▶ _TASK GOAL_
One number is the expected answer: the count of lines in the material below containing the word "stone".

-- Opening Marker --

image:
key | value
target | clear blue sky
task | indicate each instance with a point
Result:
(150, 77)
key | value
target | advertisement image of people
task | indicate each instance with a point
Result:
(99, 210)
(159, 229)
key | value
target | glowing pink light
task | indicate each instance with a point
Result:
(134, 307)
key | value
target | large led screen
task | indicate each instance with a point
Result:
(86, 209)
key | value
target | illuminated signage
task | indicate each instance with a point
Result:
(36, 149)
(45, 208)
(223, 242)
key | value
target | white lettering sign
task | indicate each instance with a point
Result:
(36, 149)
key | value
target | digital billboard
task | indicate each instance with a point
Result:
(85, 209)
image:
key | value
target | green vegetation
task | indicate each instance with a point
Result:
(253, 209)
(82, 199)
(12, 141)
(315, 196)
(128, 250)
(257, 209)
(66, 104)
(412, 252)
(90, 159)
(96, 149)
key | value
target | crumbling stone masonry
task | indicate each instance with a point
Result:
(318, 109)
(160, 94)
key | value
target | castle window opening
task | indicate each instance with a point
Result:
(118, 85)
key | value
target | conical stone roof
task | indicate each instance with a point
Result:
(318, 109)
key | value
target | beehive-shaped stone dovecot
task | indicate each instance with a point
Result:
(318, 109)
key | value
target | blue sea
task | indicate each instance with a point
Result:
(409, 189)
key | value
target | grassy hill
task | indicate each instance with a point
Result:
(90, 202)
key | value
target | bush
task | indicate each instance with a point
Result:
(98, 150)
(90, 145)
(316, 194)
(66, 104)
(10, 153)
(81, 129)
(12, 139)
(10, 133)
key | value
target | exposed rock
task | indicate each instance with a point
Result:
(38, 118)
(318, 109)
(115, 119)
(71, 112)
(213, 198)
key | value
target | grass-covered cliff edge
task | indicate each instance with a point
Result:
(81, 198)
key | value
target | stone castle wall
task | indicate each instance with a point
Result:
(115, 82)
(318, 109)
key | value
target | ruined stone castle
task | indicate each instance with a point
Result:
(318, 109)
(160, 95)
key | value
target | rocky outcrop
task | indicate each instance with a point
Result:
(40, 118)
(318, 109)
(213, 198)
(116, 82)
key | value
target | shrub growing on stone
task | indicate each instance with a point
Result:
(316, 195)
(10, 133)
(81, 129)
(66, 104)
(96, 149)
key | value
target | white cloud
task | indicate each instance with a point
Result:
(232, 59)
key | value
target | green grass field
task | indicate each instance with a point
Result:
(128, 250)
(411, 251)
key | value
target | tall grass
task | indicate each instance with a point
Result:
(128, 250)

-- Closing Marker --

▶ _EXERCISE ANSWER_
6